= Page extract =
Health and safety should be important to every business, but especially those with biohazard waste disposal needs. Medical waste can be extremely hazardous to our health, but also to the environment if it’s not handled and disposed of properly. There are several organizations and government departments that regulate medical waste disposal, such as the Environmental Protection Agency (EPA), the Centers for Disease Control (CDC), the Occupational Safety and Health Administration (OSHA), and the Food and Drug Administration (FDA).
What Qualifies as Medical Waste?
These departments and agencies define substances that qualify for medical waste disposal as any waste that could be contaminated by infectious materials, such as blood or body fluid. This can also include medications and other medical substances. There are many items that could be counted as medical waste. Bandages and dressings could have blood and fluids on them as well as used gloves. Catheters, sharps, tissue, and lab vials are all examples of items that require proper disposal and thus need to be handled correctly. Biohazard waste is any type of medical waste that either is or could contain an infectious substance. As someone who works at a facility that uses these items, or even as someone who has them in your home, it is your responsibility to make sure that these things are segregated, handled, labeled, stored, and goes through the proper biohazard waste disposal procedures.
Containers For Disposal
Everything should be placed in the proper medical biohazard containers and prepared for safe disposal. There are several criteria that these containers must meet to be acceptable. For one, they must close tightly. Nothing should be able to leak out during any stage of the medical waste disposal process. The containers should also be puncture resistant. They also must be clearly labeled by the standards set out from the above agencies.
Beyond the obvious risks with improper medical waste disposal, which involve people getting infected by something and spreading disease, there are several risks that not everyone considers. For instance, there is a huge financial risk for facilities that fail to meet standards. They can be heavily fined if proper disposal methods are not followed. A loss of reputation can certainly hurt business in a big way. Also, you can leave yourself open to litigation if someone is to get infected or injured. You will then have to pay for damages, such as medical care and lost wages.
There may be times when your facility is inspected for its biohazard waste disposal procedures. These inspectors will be looking for clearly defined policies and procedures as well as making sure they are followed by the staff. They will also make sure you have enough supplies, including medical biohazard containers. You’ll need to provide documentation to staff and have evidence of receipt (usually by signature on a form) about how your waste is managed and handled. Education is important not just to show that your facility is compliant, but is consistently training on new requirements as the laws change. You may have to provide evidence of ongoing training to inspectors as well.
As you can see, proper waste disposal is not just vitally important, but can also be complicated and detailed. For this reason, many facilities contract the services of a medical waste disposal company to remain compliant and have their medical and biohazard waste picked up and treated prior to disposal.

= Entries shown =
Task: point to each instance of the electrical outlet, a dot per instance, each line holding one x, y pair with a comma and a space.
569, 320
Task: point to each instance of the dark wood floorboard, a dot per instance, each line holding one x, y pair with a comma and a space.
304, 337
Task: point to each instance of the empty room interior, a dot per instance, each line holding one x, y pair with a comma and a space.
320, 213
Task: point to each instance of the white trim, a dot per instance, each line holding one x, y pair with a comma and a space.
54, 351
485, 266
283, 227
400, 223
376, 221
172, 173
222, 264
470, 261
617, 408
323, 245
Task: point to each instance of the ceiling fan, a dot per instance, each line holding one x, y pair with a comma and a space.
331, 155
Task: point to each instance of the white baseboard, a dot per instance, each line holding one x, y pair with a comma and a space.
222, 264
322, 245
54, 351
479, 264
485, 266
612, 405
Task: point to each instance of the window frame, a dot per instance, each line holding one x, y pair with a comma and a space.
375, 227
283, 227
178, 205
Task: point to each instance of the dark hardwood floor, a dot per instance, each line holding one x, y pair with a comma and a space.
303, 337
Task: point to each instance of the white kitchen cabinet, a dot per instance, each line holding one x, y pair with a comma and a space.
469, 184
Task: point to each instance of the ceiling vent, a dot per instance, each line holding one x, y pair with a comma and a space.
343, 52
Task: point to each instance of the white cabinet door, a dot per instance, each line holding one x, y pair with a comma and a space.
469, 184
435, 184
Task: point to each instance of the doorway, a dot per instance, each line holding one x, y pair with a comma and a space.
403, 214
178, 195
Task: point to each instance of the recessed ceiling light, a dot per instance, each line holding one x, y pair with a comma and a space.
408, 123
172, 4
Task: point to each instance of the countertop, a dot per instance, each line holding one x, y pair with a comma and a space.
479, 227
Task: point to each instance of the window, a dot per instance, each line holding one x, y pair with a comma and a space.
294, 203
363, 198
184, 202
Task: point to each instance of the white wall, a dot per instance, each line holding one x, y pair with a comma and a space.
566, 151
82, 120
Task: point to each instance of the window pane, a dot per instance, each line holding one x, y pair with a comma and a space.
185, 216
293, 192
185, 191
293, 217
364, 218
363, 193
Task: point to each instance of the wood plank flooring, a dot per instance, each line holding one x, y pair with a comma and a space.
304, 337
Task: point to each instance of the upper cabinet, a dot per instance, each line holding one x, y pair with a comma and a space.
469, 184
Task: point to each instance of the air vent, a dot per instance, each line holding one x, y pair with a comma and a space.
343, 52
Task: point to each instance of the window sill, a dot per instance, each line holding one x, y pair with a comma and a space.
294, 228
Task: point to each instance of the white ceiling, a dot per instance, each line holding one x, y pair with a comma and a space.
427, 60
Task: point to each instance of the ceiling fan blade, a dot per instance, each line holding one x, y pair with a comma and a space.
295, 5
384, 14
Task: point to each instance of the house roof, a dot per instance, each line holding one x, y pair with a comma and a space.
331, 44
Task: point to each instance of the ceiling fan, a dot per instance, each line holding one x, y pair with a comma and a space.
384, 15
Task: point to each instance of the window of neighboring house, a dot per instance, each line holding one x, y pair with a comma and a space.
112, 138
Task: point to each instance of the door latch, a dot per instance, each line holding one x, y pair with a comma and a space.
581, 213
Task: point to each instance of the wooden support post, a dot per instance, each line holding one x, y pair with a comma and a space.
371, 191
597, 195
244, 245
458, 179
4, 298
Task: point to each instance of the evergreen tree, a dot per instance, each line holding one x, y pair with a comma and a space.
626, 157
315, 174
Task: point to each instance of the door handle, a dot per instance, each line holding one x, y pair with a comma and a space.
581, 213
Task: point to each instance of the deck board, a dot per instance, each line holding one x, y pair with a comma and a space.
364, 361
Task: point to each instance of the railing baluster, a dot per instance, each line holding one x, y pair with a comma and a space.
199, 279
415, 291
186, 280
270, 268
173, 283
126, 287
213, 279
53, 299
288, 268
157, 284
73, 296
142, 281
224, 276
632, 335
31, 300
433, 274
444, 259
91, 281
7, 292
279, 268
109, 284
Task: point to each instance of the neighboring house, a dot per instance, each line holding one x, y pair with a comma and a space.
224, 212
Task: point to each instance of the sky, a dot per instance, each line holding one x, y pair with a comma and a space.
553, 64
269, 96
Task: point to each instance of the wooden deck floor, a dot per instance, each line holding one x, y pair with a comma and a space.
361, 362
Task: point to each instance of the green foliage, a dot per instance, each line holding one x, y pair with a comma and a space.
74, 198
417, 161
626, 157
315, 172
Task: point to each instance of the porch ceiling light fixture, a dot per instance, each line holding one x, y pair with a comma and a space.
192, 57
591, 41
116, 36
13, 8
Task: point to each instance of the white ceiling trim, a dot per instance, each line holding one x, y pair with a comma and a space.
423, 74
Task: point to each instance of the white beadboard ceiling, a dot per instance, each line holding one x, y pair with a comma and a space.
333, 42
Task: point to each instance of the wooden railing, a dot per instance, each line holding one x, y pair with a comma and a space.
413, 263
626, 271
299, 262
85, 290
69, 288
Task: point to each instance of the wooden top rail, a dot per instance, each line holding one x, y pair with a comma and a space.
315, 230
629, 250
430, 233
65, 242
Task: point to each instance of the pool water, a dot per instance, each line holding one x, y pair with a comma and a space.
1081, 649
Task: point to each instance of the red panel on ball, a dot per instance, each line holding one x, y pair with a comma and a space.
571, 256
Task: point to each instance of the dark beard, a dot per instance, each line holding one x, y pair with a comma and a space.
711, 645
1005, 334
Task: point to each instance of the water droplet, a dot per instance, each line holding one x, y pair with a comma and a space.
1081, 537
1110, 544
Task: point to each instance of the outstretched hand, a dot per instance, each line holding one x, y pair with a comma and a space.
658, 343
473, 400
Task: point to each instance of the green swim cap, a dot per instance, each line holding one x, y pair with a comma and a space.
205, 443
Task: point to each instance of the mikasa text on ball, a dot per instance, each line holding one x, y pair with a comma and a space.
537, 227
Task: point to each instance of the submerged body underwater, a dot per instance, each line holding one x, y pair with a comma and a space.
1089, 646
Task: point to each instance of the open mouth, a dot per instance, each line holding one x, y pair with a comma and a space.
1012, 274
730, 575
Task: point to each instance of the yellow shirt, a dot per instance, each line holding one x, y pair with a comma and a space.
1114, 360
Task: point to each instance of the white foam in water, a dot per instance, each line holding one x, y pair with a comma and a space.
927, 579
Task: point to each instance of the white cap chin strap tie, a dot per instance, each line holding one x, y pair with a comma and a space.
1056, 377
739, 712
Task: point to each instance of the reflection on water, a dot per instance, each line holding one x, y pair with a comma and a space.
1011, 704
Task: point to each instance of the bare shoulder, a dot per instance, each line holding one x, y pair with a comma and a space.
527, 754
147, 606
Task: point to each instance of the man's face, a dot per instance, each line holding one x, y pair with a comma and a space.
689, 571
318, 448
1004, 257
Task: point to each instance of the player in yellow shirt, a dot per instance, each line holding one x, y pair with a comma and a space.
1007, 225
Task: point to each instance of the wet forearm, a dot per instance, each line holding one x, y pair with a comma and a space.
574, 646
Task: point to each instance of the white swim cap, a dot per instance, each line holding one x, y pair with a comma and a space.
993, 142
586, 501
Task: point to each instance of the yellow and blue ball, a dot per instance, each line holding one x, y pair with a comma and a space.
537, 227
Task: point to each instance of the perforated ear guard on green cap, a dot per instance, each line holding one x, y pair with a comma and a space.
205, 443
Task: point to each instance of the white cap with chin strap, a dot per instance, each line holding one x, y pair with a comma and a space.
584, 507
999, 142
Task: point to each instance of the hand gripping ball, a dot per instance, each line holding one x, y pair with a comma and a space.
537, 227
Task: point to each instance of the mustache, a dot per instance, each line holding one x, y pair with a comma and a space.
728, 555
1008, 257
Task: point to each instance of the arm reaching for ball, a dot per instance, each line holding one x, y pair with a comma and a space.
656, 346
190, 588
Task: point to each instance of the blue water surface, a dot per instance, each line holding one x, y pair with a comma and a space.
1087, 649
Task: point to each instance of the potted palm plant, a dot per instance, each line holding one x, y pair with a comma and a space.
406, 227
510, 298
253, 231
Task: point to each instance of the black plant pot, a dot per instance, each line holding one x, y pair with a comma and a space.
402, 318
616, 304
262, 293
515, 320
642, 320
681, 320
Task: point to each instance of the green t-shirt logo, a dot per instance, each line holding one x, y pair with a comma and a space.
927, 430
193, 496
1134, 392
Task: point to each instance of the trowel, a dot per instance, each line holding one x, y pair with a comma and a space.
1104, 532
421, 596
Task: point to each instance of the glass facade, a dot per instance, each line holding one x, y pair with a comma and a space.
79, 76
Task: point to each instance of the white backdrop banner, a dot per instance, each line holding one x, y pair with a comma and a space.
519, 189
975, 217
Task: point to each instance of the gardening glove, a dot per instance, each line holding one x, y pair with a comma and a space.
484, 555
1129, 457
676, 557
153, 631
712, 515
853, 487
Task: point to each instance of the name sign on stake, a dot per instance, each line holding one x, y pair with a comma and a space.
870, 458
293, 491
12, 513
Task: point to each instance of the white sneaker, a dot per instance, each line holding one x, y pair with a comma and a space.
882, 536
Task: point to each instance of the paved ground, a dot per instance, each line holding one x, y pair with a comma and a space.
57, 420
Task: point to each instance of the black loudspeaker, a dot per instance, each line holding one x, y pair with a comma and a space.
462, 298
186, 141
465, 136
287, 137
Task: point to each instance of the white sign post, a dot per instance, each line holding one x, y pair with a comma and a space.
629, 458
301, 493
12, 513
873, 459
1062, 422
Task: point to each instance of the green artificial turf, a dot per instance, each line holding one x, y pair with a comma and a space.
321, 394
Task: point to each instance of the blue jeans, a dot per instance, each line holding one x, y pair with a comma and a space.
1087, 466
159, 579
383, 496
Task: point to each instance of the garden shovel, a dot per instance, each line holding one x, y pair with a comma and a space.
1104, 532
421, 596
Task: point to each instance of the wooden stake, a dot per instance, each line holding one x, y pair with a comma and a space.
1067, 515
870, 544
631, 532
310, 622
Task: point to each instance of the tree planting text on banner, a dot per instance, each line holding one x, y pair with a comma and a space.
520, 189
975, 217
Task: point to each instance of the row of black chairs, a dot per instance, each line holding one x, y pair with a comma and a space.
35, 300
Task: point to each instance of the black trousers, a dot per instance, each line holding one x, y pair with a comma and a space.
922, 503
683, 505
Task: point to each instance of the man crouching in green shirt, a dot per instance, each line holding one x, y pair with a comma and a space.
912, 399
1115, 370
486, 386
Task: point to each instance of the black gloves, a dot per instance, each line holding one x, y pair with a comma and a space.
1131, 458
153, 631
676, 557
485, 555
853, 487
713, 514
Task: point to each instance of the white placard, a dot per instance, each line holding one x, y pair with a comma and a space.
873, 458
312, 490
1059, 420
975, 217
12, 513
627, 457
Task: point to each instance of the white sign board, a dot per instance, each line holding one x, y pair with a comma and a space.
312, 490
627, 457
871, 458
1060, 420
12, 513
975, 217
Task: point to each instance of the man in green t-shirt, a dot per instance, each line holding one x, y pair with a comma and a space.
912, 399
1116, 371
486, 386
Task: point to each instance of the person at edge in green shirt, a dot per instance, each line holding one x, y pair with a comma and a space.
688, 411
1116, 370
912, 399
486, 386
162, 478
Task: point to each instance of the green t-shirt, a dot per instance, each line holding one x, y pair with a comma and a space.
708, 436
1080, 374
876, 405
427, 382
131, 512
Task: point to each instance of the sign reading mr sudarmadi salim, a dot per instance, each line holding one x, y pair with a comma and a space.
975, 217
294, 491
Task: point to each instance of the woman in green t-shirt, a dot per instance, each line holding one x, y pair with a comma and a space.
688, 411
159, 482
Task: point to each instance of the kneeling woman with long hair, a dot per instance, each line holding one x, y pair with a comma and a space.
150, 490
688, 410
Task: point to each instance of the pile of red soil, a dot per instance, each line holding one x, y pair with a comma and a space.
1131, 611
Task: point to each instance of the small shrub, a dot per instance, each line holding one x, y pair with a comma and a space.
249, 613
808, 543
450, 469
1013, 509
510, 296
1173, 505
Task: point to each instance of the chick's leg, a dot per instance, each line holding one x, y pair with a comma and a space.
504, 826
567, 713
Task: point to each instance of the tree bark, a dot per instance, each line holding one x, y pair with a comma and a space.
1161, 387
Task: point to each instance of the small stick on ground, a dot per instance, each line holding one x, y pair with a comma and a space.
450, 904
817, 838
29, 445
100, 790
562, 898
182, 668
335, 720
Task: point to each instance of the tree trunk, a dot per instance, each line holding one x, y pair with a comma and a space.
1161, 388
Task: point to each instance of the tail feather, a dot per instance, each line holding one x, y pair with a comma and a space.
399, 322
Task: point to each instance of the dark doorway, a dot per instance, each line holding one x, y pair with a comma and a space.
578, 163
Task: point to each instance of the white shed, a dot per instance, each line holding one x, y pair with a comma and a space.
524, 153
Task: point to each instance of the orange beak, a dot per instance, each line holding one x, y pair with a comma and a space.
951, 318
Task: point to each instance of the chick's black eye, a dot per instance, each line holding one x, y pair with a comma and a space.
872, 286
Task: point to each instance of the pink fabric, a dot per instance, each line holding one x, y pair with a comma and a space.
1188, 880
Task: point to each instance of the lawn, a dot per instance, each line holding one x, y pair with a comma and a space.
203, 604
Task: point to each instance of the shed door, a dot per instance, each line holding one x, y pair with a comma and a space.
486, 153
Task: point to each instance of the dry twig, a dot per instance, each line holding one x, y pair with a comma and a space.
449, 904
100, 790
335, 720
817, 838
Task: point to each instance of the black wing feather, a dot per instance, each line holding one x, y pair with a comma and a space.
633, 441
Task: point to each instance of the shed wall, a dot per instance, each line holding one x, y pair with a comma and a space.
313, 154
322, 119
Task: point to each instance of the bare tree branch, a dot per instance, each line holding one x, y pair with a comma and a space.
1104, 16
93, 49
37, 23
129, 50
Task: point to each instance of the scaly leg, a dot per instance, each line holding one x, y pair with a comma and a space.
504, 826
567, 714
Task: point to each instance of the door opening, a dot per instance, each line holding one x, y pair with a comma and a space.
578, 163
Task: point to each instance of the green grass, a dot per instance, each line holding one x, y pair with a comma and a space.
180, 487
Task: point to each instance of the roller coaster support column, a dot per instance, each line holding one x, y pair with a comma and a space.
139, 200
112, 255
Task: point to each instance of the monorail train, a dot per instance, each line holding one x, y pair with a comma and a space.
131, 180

= Problem set =
- a) In the medical waste article, what usually serves as evidence that staff received documentation on how waste is managed and handled?
- b) Reproduce word for word the passage of the medical waste article that starts at the words "Health and safety" and stops after "as Medical Waste?".

= Answers below =
- a) A signature on a form.

- b)
Health and safety should be important to every business, but especially those with biohazard waste disposal needs. Medical waste can be extremely hazardous to our health, but also to the environment if it’s not handled and disposed of properly. There are several organizations and government departments that regulate medical waste disposal, such as the Environmental Protection Agency (EPA), the Centers for Disease Control (CDC), the Occupational Safety and Health Administration (OSHA), and the Food and Drug Administration (FDA).
What Qualifies as Medical Waste?